TAREA A - Reescribe como lista breve el párrafo del texto sobre los «sectores democráticos» que empieza con «Me ha tocado leer». Conserva sus datos principales.
TAREA B - Prosigue el texto sobre los «sectores democráticos» a partir de su última oración.

TEXTO DEL EJERCICIO -
★ ★ ★ ★ ★ ★ ★
Por Guillermo Fernández Ampié
Esta denominación es aún más notable cuando estas formaciones de carácter oligárquico, tradicionalmente aliadas de Estados Unidos, se encuentran en oposición a gobiernos encabezados por fuerzas progresistas, de izquierda, o simplemente que no son tan dóciles a la voluntad política de los estadounidenses. Incluso es retomada y repetida en los escritos de muchos académicos que manifiestan o dicen poseer simpatía con los gobiernos que se intenta descalificar llamándolos “populistas”.
Me ha tocado leer más de una tesis donde también se denomina y califica a los grupos oligárquicos y de derechas, manera acrítica, como “los sectores democráticos”, como si se tratara de un dogma, una verdad ya establecida. Se les llama así por un uso muy arraigado de este vocabulario, quizás por inercia.
★ ★ ★ ★ ★ ★ ★
MATERIAL DE ORIGEN -

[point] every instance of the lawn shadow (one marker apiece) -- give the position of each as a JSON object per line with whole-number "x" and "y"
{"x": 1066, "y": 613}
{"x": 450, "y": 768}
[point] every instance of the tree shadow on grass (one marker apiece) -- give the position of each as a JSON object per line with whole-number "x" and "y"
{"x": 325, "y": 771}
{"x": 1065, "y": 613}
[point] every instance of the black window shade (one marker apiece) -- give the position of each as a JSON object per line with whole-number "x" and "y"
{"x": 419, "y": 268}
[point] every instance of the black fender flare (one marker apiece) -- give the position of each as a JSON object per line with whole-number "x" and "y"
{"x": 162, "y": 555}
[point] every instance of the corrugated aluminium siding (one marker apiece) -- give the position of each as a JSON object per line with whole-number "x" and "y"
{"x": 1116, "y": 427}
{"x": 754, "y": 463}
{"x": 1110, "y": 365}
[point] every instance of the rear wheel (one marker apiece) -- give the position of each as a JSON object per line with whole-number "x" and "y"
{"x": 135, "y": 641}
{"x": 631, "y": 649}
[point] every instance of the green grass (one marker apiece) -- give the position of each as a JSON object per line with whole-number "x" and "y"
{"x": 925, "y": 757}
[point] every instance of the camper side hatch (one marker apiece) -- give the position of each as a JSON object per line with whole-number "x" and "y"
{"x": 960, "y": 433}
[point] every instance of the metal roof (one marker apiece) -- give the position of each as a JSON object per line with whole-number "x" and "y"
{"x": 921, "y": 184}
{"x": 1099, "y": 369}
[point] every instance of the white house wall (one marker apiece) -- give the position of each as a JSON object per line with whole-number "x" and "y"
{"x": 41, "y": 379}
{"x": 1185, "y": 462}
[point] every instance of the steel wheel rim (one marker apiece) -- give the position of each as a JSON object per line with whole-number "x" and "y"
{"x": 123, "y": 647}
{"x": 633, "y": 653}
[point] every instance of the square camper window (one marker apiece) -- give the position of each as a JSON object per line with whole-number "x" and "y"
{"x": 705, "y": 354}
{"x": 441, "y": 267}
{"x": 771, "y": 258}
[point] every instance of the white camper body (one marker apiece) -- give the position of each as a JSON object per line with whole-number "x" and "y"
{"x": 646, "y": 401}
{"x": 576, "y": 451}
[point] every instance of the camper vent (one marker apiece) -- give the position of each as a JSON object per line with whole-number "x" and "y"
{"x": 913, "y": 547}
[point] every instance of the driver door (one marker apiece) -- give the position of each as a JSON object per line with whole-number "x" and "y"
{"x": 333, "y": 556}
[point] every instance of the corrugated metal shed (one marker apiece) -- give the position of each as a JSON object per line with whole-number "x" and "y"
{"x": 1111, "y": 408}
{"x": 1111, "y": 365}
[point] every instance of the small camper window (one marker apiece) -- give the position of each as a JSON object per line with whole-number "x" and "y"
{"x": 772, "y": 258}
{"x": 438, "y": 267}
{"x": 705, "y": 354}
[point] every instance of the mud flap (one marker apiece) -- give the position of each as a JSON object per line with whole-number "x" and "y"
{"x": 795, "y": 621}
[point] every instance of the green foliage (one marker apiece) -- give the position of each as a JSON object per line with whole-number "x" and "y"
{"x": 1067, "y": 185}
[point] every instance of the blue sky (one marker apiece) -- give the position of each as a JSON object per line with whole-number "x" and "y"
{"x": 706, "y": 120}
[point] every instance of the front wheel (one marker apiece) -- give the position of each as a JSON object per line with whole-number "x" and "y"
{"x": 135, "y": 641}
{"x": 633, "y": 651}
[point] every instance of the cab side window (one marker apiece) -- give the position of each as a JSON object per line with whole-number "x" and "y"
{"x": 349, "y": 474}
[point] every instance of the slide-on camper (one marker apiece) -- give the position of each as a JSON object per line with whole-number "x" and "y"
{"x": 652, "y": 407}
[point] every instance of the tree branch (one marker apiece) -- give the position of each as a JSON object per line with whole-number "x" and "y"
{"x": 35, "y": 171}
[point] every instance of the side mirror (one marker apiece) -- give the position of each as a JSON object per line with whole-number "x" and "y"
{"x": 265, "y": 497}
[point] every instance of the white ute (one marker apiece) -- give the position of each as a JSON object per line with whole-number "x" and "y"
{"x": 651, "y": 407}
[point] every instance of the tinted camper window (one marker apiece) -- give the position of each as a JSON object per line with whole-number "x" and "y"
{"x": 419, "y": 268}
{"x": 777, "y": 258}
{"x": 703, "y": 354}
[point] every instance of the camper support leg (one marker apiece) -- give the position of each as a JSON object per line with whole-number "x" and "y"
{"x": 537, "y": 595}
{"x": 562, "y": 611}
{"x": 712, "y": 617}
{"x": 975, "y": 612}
★ ★ ★ ★ ★ ★ ★
RESPUESTA A -
- El autor ha leído más de una tesis que llama a los grupos oligárquicos y de derechas, de manera acrítica, «los sectores democráticos».
- Ese nombre se usa como si fuera un dogma, una verdad ya establecida.
- Se emplea por un uso muy arraigado de ese vocabulario, quizás por inercia.

RESPUESTA B -
Sin embargo, considero que debe problematizarse esa denominación, y el lenguaje en general, con el que comúnmente se hace referencia a esos partidos y grupos de derecha, oligárquicos, históricamente opuestos a todo intento de transformación social. Considero que es un imperativo cuestionar y reformular esa terminología, más aún desde la academia que se considera identificada con los sectores subalternos en nuestro continente, y que se supone que apoya los proyectos que intentan romper la subordinación, el sometimiento y la explotación a la que ha sido sometida América Latina por los poderes centrales.
Debe ser cuestionado y problematizado porque esta tarea es una más del proceso de creación de conocimiento desde una perspectiva propia. De lo contrario, sólo continuaremos repitiendo los conceptos y denominaciones de un discurso elaborado en un contexto ajeno al nuestro, en realidades históricas, políticas, sociales y culturales muy diferentes a las nuestras.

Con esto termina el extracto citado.